Texte fourni:
══════════
Mais en matière de délinquance, on n’y arrivera pas sans coopération judiciaire avec les Comores.
Incarcérer les délinquants aux Comores
Elle a déjà été mise en place, avec les limites de l’ingérence dans les affaires d’un pays étranger qui est souvent opposé…
Issihaka Abdillah : Il faut aller plus loin, on le peut. Réfléchir notamment au moyen d’incarcérer les délinquants comoriens là-bas, aux Comores. La loi prévoit que, lorsque cela relève du pénal, on peut extrader. Il faut tenir le même raisonnement que pour les rapprochement familial lorsqu’on aide financièrement les familles à éduquer leurs enfants là-bas. Le coût que nous avons par prisonnier, il faut le verser aux établissements pénitentiaires comoriens pour qu’ils les prennent en charge, ce qui permettra l’alléger les sureffectifs de Majikavo. On peut affecter à cela le plan d’aide aux Comores de 150 millions d’euros en cours. Il doit aussi permettre de mettre en place une coopération entre la Croix Rouge et le Croissant comorien pour tout ce qui touche aux enfants, au scolaire et au médical.
L’autre partie de votre plan régalien porte sur le développement économique. Mais nous avons déjà un plan de convergence de 1,6 milliard d’euros en cours…
Issihaka Abdillah : « Justement, il se termine en 2022, mais où est le bilan de ce qui a été fait ? Et quel a été l’impact sur le quotidien des mahorais ? Le but, c’était ça. Le plan régalien doit comporter deux mesures phares. La première, c’est d’installer une zone franche, avec des exonérations fiscales. 60% de la population a moins de 25 ans, il faut donner aux entreprises la possibilité de les recruter en allégeant les charges sociales. Entre Mayotte et Maurice qui est en zone franche, les investisseurs savent où tourner leur pas.
══════════
Données présentées:

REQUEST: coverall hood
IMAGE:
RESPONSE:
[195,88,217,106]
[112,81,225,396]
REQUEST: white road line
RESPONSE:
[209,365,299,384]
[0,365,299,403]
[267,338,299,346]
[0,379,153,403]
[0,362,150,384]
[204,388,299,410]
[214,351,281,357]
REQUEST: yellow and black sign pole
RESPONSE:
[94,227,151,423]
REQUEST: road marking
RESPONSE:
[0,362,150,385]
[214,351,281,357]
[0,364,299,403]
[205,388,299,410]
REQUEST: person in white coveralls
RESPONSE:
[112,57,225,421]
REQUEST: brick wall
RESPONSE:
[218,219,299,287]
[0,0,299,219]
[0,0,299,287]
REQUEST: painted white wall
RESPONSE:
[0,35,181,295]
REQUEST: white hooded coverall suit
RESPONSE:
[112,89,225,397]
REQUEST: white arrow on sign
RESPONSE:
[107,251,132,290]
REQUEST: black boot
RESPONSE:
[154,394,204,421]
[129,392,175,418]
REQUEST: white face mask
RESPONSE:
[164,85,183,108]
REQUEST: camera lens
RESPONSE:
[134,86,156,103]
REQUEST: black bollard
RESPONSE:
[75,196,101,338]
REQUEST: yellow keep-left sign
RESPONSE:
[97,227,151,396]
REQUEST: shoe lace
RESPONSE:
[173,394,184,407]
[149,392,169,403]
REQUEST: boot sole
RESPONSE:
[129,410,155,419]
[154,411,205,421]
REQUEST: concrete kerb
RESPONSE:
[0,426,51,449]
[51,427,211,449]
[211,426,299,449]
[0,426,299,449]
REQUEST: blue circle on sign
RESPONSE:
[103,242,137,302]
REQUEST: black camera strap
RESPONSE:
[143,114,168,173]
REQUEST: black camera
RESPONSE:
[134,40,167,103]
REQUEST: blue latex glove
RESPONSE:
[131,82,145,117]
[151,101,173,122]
══════════
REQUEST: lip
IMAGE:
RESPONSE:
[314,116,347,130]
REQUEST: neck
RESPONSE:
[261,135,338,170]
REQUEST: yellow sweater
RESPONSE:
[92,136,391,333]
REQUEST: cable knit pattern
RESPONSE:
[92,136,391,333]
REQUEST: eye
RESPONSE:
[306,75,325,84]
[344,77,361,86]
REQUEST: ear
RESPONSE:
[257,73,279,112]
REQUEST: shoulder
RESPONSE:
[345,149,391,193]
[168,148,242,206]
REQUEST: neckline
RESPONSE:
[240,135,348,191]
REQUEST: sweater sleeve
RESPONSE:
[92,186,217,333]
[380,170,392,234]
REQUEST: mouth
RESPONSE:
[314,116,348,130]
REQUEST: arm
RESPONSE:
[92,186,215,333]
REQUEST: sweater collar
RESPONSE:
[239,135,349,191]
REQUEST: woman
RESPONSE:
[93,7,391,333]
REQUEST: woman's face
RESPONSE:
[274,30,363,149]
══════════
Consignes:
(a) Quels noms de lieux le texte fourni mentionne-t-il ? Donnez-les tous.
(b) Selon le texte fourni, en quelle année se termine le plan de convergence ?
(c) Recopiez le passage du texte fourni allant de « L’autre partie de » jusqu'à « tourner leur pas. ».

Réponses:
(a) Comores, Majikavo, Mayotte, Maurice

(b) En 2022.

(c)
L’autre partie de votre plan régalien porte sur le développement économique. Mais nous avons déjà un plan de convergence de 1,6 milliard d’euros en cours…
Issihaka Abdillah : « Justement, il se termine en 2022, mais où est le bilan de ce qui a été fait ? Et quel a été l’impact sur le quotidien des mahorais ? Le but, c’était ça. Le plan régalien doit comporter deux mesures phares. La première, c’est d’installer une zone franche, avec des exonérations fiscales. 60% de la population a moins de 25 ans, il faut donner aux entreprises la possibilité de les recruter en allégeant les charges sociales. Entre Mayotte et Maurice qui est en zone franche, les investisseurs savent où tourner leur pas.